>>>>>
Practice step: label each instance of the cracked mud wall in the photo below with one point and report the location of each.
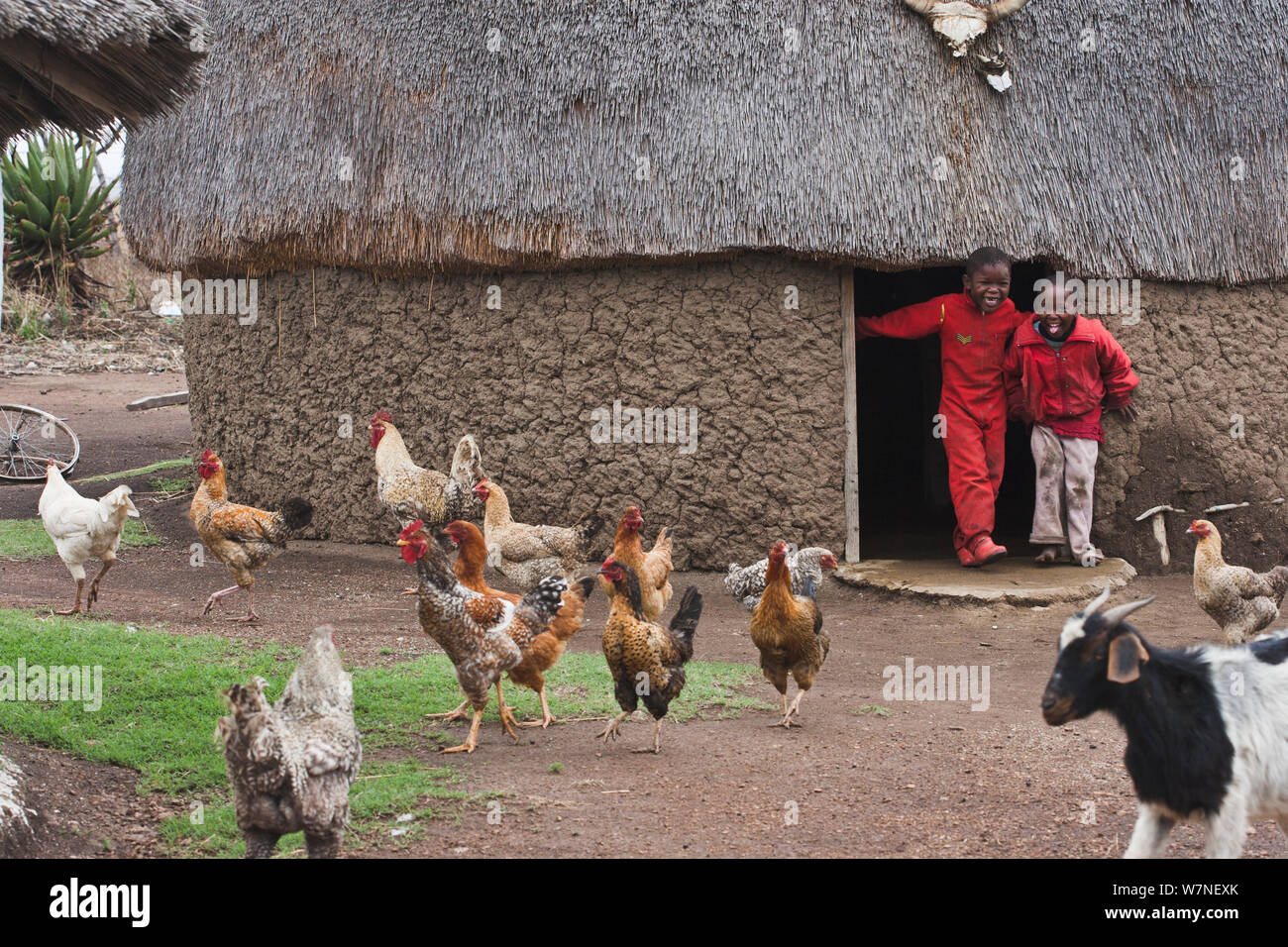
(1206, 356)
(765, 380)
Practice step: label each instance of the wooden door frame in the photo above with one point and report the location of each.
(851, 416)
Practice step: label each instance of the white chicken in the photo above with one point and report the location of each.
(82, 528)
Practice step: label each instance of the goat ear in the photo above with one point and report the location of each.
(1125, 659)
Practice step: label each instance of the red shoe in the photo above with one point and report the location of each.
(982, 553)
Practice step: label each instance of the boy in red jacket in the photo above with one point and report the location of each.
(973, 326)
(1059, 369)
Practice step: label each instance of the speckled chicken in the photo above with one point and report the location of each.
(747, 582)
(549, 646)
(1240, 600)
(645, 660)
(526, 553)
(412, 492)
(290, 766)
(483, 637)
(241, 538)
(652, 570)
(789, 631)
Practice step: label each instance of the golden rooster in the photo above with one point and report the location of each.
(645, 660)
(483, 637)
(789, 631)
(241, 538)
(1237, 599)
(653, 570)
(548, 647)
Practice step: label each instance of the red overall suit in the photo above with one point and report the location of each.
(973, 399)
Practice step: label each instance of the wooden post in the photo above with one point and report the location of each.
(851, 418)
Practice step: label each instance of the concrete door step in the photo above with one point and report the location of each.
(1017, 581)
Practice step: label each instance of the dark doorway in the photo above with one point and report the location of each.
(905, 508)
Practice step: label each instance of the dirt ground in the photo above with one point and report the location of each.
(930, 779)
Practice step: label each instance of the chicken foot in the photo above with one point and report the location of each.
(75, 608)
(473, 738)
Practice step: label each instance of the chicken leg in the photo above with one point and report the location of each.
(473, 738)
(75, 608)
(459, 714)
(546, 718)
(657, 738)
(787, 714)
(93, 587)
(506, 715)
(218, 599)
(610, 731)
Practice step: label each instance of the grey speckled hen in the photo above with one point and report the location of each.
(290, 764)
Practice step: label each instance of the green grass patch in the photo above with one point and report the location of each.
(26, 539)
(161, 696)
(140, 471)
(170, 484)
<<<<<
**Work to be completed**
Return verbatim every line from the one containing "Practice step: label each instance of the grey" through the last line above, including both of these lines.

**Reply to the task**
Practice step: label each instance of the grey speckled hen in the photo above with one point and report the location of each.
(290, 764)
Practice step: label each instance of the green grass patch in the photo above with one point and report the location of each.
(26, 539)
(161, 696)
(140, 471)
(170, 484)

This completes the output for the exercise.